Survival of the Unfittest
Dr Ian Gunn, BVSc, FACVS, project director at the Animal Gene Storage Resource Centre of Australia, Institute of Reproduction and Development, Monash Medical Centre, was asked by the kangaroo industry in 1997 to approve a reduction in the official weight of kangaroos being commercially killed. This request by the industry is of great concern to Viva! as it means that there are
insufficient numbers of kangaroos meeting the current weight.
Dr Gunn refused to support the request by the kangaroo industry and stated in July 1997: “..the current situation will ultimately reduce the mature weights and sizes of future generations and could lead to a decrease in the ability of the population to survive. The ability to accept adhoc decisions and to the development of future policy without rational and valid facts, seems to be a continual feature of this industry. Without a national plan to preserve the species and the environment, it is totally inappropriate to allow the continual mass slaughter on the basis of the economic viability of those in the industry.” (4)“...the continued slaughter of kangaroos has the potential to cause the extinction of a number of remaining species.”

--

_Work to complete_
1) Answer these questions about the text on kangaroo slaughter:
(a) In what year did the kangaroo industry approach Dr Gunn?
(b) What reduction was he asked to approve?
(c) What did he say the current situation would ultimately reduce?
2) Write the next few sentences of the text on kangaroo slaughter, starting after its last quotation.

(Point-per-instance localization data)

--

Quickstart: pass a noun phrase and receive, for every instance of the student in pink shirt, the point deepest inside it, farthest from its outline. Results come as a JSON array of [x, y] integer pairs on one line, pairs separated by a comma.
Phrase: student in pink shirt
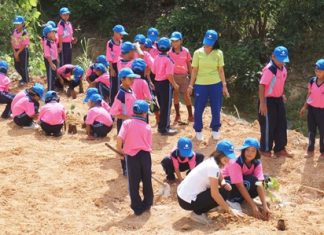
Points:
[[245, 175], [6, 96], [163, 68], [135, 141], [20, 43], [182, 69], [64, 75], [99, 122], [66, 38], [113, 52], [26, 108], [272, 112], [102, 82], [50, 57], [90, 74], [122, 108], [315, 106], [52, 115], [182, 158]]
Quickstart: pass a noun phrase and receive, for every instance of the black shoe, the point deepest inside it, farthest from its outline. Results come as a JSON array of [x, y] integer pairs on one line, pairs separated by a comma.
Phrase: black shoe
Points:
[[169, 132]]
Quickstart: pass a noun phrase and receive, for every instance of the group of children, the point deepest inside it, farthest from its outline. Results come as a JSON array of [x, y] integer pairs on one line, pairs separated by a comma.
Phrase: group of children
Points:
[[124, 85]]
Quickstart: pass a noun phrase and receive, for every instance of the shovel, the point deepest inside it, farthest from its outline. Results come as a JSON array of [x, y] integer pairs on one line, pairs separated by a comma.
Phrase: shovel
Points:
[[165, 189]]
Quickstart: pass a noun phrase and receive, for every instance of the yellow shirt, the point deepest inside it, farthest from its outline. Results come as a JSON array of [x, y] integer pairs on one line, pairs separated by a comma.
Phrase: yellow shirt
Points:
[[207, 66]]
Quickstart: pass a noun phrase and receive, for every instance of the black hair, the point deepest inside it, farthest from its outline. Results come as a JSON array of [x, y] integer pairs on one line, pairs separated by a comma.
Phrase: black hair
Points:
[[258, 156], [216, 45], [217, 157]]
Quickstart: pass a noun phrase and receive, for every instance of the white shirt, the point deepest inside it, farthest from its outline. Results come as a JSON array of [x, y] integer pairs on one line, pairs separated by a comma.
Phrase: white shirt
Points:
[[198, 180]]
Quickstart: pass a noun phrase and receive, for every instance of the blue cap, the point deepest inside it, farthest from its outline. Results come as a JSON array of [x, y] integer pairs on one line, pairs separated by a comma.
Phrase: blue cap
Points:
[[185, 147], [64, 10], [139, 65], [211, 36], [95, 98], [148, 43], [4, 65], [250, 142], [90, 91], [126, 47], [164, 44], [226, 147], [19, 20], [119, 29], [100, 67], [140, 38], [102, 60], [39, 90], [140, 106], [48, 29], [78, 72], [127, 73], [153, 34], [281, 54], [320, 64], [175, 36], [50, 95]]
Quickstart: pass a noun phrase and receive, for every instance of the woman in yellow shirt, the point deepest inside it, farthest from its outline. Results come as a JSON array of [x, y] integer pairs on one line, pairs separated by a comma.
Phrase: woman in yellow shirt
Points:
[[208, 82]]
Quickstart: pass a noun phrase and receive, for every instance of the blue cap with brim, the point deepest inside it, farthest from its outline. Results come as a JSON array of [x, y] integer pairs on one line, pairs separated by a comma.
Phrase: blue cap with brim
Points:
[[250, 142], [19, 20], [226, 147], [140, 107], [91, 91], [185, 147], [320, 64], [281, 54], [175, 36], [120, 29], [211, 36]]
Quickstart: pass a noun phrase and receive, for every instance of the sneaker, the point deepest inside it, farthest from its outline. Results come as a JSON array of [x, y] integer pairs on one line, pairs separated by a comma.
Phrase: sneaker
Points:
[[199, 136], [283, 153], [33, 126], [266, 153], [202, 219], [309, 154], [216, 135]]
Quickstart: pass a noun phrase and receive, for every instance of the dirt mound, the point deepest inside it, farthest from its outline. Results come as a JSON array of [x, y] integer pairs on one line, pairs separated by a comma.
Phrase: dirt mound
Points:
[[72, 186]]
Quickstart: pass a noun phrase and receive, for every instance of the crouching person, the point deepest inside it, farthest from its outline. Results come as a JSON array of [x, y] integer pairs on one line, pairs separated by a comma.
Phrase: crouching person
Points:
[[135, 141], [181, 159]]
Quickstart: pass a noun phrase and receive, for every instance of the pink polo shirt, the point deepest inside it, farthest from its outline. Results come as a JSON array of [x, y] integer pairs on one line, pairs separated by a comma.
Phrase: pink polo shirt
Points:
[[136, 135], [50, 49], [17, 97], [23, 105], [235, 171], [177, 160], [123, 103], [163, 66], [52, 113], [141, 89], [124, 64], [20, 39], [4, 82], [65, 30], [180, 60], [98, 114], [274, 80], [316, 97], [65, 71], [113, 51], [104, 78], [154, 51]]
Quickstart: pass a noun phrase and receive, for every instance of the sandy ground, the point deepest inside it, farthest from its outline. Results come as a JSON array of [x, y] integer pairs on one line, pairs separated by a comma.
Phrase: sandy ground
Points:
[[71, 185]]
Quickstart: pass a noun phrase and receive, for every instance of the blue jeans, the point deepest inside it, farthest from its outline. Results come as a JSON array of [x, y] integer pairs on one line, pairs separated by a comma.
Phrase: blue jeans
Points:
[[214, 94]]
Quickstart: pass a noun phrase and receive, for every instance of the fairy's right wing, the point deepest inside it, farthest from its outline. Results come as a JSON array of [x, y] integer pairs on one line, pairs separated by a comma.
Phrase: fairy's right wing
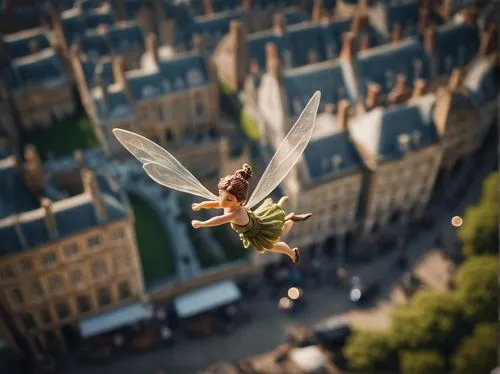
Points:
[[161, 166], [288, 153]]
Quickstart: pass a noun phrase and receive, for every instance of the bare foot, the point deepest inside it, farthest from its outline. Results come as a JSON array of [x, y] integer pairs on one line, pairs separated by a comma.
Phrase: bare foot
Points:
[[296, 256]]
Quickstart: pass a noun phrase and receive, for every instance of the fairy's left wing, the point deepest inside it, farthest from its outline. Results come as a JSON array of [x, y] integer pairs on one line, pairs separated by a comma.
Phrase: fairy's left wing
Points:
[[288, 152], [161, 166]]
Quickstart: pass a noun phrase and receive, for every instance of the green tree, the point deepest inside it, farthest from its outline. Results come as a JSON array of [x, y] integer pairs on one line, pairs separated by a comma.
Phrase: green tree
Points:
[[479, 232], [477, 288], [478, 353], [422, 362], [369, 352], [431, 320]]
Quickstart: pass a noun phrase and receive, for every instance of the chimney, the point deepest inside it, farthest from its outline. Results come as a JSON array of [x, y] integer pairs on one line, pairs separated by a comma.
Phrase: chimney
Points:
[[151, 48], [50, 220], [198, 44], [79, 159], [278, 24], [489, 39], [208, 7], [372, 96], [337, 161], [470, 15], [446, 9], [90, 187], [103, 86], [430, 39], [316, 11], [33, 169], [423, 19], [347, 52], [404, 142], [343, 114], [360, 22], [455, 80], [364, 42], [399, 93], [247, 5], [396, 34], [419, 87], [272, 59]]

--

_Answers for each item_
1)
(a) 1997
(b) A reduction in the official weight of kangaroos being commercially killed
(c) The mature weights and sizes of future generations

2)
In 1999, Dr Gunn explained that the continued culling may cause extinctions for three reasons (22):
1. The indiscriminate killing - ie the elimination of the largest, healthiest kangaroos. 2. The unreliable and largely estimated kangaroo population figures that the Government and industry use to justify the extent of their kill. 3. The relocation of species habitats. Kangaroos are being forced into areas that are very sensitive to climatic changes and increased grazing pressures as eg their habitat has been destroyed and they have been killed in increasing numbers.


Dr Gunn stated in 1999 that:
“The evidence is indisputable and, if left to continue, has the potential to result in reduced genetic variability, lower reproductive efficiency and a radical reduction in the population density below sustainable levels in certain regions of the country when associated with habitat destruction or seasonal conditions such as droughts.” He further states that Australia has the worst wildlife record in the world. Since the settlement of Europeans 210 years ago, 18 species of mammals have become extinct (half of all the world’s loss of mammals in the same time), another 45 are threatened with extinction. Six species of macropods have become extinct (and a further four are extinct on the mainland), seven are classed as endangered and 10 as vulnerable. Only nine species are considered abundant however these are killed annually (22).


The basis of Charles Darwin’s theory of natural selection is that natural factors kill the less fit individuals in all wildlife species and so only the fittest survive to reproduce. This is survival of the fittest and is an essential process for a species to remain healthy and genetically viable.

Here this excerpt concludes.